BEGIN INFORMATION GIVEN

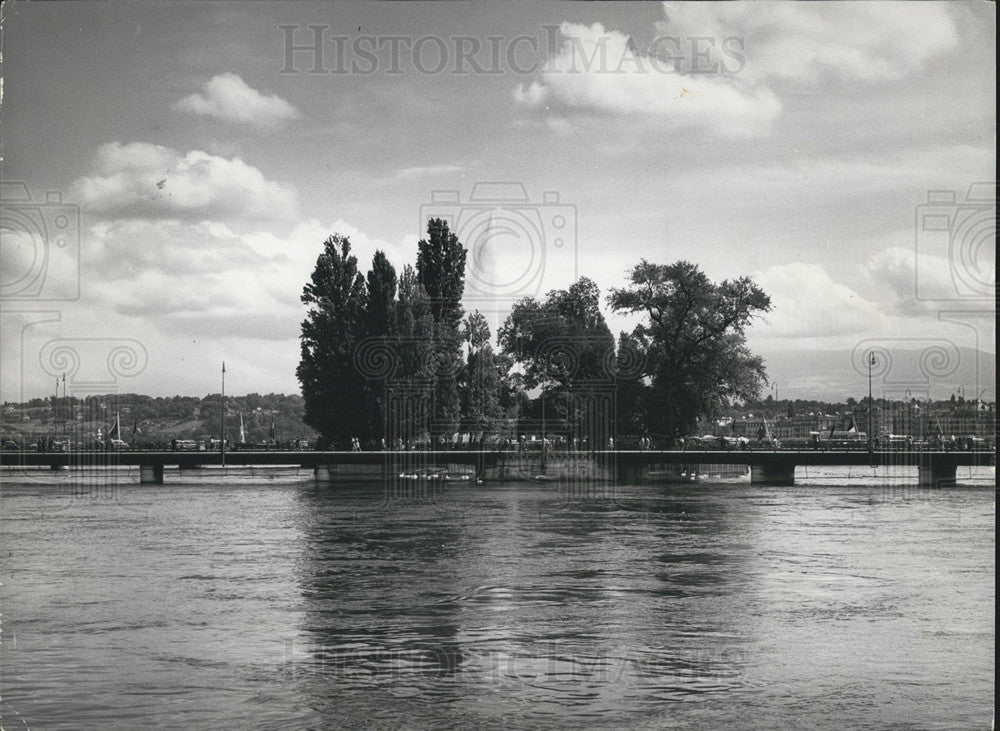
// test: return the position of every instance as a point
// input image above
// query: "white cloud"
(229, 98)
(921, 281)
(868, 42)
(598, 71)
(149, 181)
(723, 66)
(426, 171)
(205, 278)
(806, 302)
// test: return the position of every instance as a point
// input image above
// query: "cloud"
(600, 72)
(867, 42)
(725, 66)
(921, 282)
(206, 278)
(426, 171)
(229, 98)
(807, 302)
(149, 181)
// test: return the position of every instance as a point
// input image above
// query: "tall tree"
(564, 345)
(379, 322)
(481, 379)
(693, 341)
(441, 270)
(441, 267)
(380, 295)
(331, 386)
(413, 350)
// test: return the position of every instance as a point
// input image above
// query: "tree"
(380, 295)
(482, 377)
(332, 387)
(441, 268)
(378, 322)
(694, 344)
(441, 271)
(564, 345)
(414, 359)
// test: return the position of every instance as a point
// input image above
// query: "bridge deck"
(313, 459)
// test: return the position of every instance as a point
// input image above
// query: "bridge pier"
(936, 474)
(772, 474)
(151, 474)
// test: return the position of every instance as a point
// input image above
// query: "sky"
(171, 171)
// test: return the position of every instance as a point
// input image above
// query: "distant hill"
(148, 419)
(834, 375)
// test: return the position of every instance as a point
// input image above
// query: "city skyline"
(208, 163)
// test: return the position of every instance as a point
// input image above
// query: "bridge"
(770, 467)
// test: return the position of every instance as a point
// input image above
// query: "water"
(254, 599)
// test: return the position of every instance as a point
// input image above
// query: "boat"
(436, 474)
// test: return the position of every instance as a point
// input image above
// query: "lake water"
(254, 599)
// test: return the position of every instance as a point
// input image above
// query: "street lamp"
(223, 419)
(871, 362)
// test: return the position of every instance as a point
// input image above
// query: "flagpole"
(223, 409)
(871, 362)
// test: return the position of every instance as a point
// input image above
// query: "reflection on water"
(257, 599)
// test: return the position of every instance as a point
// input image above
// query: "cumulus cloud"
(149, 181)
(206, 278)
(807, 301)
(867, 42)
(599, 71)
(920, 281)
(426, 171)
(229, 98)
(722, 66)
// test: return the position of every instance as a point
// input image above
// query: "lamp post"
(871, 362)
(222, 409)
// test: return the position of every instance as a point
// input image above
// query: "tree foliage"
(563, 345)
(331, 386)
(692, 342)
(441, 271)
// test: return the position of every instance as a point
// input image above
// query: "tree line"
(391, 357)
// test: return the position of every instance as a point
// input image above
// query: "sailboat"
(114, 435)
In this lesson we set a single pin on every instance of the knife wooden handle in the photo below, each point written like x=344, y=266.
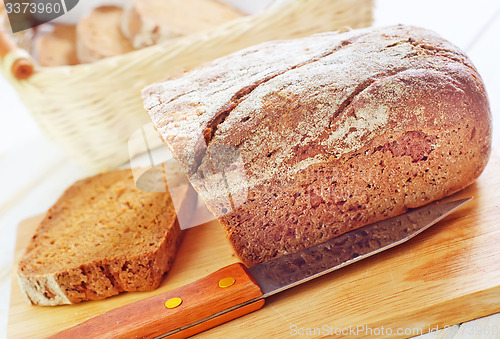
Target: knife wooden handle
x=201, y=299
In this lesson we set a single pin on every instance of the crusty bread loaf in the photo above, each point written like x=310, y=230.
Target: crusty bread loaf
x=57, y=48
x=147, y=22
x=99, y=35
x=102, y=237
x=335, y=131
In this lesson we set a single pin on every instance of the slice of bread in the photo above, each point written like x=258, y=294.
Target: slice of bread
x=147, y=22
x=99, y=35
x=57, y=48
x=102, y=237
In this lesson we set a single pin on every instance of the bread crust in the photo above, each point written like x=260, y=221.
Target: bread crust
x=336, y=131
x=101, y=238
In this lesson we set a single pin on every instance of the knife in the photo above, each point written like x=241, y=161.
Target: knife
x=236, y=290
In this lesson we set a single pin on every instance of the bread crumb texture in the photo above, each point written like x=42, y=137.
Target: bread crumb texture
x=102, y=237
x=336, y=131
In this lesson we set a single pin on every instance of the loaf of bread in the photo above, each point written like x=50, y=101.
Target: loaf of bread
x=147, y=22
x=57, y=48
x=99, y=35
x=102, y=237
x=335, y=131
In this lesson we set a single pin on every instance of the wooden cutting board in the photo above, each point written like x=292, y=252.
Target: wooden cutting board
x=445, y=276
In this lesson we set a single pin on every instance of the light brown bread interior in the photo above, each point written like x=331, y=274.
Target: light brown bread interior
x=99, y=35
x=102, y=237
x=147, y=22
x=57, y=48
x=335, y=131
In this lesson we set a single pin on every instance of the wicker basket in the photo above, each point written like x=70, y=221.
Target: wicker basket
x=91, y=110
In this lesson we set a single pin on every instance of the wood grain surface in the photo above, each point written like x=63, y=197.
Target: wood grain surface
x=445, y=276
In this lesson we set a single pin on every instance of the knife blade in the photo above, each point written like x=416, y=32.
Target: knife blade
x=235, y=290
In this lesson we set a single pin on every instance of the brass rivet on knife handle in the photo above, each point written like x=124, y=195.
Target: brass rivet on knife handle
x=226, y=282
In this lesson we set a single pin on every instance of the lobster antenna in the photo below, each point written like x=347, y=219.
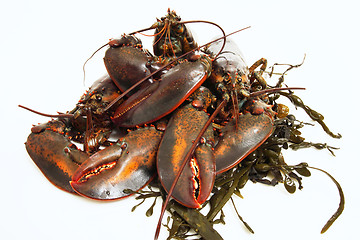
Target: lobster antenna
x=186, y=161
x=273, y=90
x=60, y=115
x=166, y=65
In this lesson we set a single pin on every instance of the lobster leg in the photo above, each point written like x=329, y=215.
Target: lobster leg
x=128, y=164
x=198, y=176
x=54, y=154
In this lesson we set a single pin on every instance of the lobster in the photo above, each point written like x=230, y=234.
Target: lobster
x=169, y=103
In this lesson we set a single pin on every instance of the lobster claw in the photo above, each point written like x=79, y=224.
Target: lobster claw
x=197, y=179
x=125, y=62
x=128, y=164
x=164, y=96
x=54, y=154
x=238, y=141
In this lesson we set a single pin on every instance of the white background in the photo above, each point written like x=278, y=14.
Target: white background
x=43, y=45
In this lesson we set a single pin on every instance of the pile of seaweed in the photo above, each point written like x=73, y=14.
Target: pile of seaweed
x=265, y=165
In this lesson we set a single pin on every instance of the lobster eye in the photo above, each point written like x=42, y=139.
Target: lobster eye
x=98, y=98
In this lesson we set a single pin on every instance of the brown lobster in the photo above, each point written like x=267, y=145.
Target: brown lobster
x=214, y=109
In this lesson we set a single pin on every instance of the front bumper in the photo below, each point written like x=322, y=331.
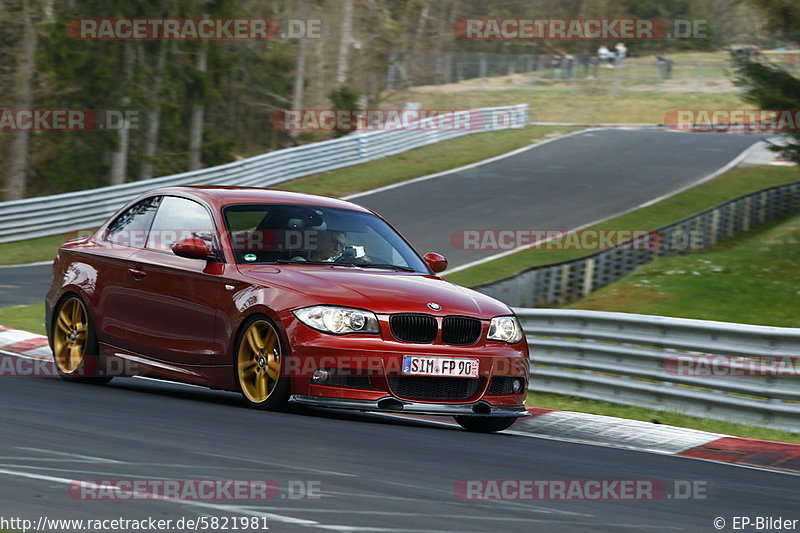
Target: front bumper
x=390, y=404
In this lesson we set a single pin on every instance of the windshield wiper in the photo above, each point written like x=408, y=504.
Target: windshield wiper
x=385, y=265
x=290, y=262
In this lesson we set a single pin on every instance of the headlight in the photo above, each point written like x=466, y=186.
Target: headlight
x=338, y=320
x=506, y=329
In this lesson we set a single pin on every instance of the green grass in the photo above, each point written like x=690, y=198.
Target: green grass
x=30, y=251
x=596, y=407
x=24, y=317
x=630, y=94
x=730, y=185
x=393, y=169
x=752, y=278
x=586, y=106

END INFORMATION GIVEN

### TASK
You are asked to output the records precisely as they appear, minus any pictures.

### SOLUTION FOR THIS TASK
// test: return the position of every instance as a point
// input image above
// query: "white cloud"
(229, 98)
(921, 281)
(868, 42)
(598, 71)
(149, 181)
(723, 66)
(426, 171)
(205, 278)
(806, 302)
// test: return the position of every instance as a point
// input image above
// query: "cloud"
(600, 72)
(867, 42)
(725, 66)
(921, 282)
(206, 278)
(426, 171)
(229, 98)
(807, 302)
(149, 181)
// test: return the position of every instance as a point
// input image above
// query: "tall tree"
(564, 345)
(379, 322)
(481, 379)
(693, 341)
(441, 270)
(441, 267)
(380, 295)
(331, 386)
(413, 350)
// test: return the position of every instance as a point
// input image above
// query: "tree"
(380, 295)
(482, 377)
(332, 387)
(441, 268)
(378, 322)
(694, 344)
(441, 271)
(564, 345)
(414, 359)
// test: return the position of every instance as a point
// input image above
// query: "bridge deck"
(313, 459)
// test: return the position of every instance as a point
// input image above
// query: "bridge pier"
(936, 474)
(772, 474)
(151, 474)
// test: return the position of every instance as a point
// input image above
// query: "sky"
(171, 171)
// test: return the position of every instance as a point
// input image above
// query: "distant hill"
(148, 419)
(834, 375)
// test: return the position of every instance as a point
// input image above
// query: "city skyline"
(208, 163)
// test: return the position of every instance as a point
// input image above
// query: "bridge"
(770, 467)
// test: return the position of every instance as a point
// input image above
// query: "water"
(254, 599)
// test: return the position of every instance as a point
// input image above
// query: "boat"
(436, 474)
// test: return the position of every instance as a point
// input image above
// query: "lake water"
(254, 599)
// test: return the position of every instance as a point
// input image above
// query: "street lamp"
(223, 419)
(871, 362)
// test: return the position of every instance as a point
// input image above
// query: "flagpole"
(223, 409)
(871, 362)
// test: return the position of every instance as a point
// input image above
// query: "reflection on water"
(257, 599)
// test: return the position of every instance as a point
// input image above
// query: "cumulus cloud"
(149, 181)
(206, 278)
(807, 301)
(867, 42)
(599, 71)
(920, 281)
(426, 171)
(229, 98)
(722, 66)
// test: return the position of every instance as a point
// input image above
// query: "lamp post"
(871, 362)
(222, 409)
// test: return the position of every instance as a point
// input image above
// query: "tree foliage"
(563, 345)
(331, 386)
(692, 342)
(441, 271)
// test: return the position of every instance as a point
// input image above
// query: "tree line"
(391, 357)
// test: return the position of every instance as a point
// input image above
// query: "sailboat"
(114, 435)
In this lesson we set a single pin on every instance of the knife wooden handle in the photo below, each point written like x=344, y=266.
Target: knife wooden handle
x=201, y=299
In this lesson we set a single pin on every instance of the crusty bread loaf in the photo above, each point written like x=310, y=230.
Target: crusty bread loaf
x=57, y=48
x=147, y=22
x=99, y=35
x=102, y=237
x=335, y=131
In this lesson we set a single pin on every instance of the slice of bread in the photo above, each point written like x=258, y=294.
Target: slice of bread
x=147, y=22
x=99, y=35
x=57, y=48
x=102, y=237
In this lesson we set a single pin on every instance of the bread crust in the photo above, each point written like x=260, y=221.
Target: bread crust
x=336, y=131
x=101, y=238
In this lesson we set a single pin on every instance of the knife in the photo above, each point written like x=241, y=161.
Target: knife
x=236, y=290
In this lesson we set a single pin on every instance of the bread crumb texture in the photo above, each point written like x=42, y=137.
Target: bread crumb texture
x=102, y=237
x=336, y=131
In this lesson we set a single pin on every instance of the loaf of bread in the photo above, each point written like x=50, y=101.
Target: loaf of bread
x=147, y=22
x=57, y=48
x=99, y=35
x=102, y=237
x=335, y=131
In this lesson we set a single pin on every instance of the wooden cutting board in the photo above, each point written like x=292, y=252.
Target: wooden cutting board
x=445, y=276
In this lesson we set a single pin on every instance of the light brown bread interior in the photo above, each point written like x=331, y=274.
Target: light brown bread interior
x=99, y=35
x=102, y=237
x=147, y=22
x=57, y=48
x=335, y=131
In this lesson we set a single pin on every instance of the wicker basket in the photo above, each point written like x=70, y=221.
Target: wicker basket
x=91, y=110
In this lesson we set a single pin on every instance of the wood grain surface in the photo above, each point written like x=63, y=197.
Target: wood grain surface
x=445, y=276
In this lesson we set a single pin on every instance of the knife blade in the photo above, each point written like x=416, y=32.
Target: knife blade
x=235, y=290
In this lesson we set a single pin on every instance of the brass rivet on knife handle in the photo above, each point written like x=124, y=195.
Target: brass rivet on knife handle
x=226, y=282
In this lesson we set a single pin on every instance of the lobster antenna in the photo below, each point written like x=347, y=219.
Target: lobster antenna
x=186, y=161
x=273, y=90
x=60, y=115
x=166, y=65
In this lesson we set a single pin on every instance of the lobster leg in the photo above, each point written like x=329, y=215.
Target: lobster leg
x=128, y=164
x=198, y=176
x=54, y=154
In this lesson we set a single pin on every instance of the lobster in the photo above, each point written like x=230, y=234.
Target: lobster
x=169, y=103
In this lesson we set a single pin on every instance of the lobster claw in the photo above, each point written like x=79, y=224.
Target: lobster claw
x=197, y=179
x=125, y=62
x=128, y=164
x=164, y=96
x=54, y=154
x=238, y=141
In this lesson we set a single pin on every instance of the white background in the photo above, each point written like x=278, y=14.
Target: white background
x=43, y=45
In this lesson we set a single pin on every instance of the pile of seaweed in the photo above, each point written like x=73, y=14.
Target: pile of seaweed
x=265, y=165
In this lesson we set a single pin on every instance of the lobster eye in the photo above, each point written like x=42, y=139.
Target: lobster eye
x=98, y=98
In this lesson we set a single pin on every instance of the brown lobster in the photo above, each point written like x=267, y=145.
Target: brown lobster
x=214, y=109
In this lesson we set a single pin on every instance of the front bumper in the photo below, each point written like x=322, y=331.
Target: front bumper
x=390, y=404
In this lesson we set a single pin on every instance of the windshield wiper in the photo above, each point written like x=408, y=504.
Target: windshield wiper
x=385, y=265
x=290, y=262
In this lesson we set a single pin on every instance of the headlight in the photo above, each point written like x=466, y=186.
Target: headlight
x=338, y=320
x=506, y=329
In this lesson we set a single pin on every instance of the green grass in the photo above, each point written like x=690, y=198.
Target: green grass
x=30, y=251
x=596, y=407
x=24, y=317
x=630, y=94
x=730, y=185
x=393, y=169
x=752, y=278
x=586, y=106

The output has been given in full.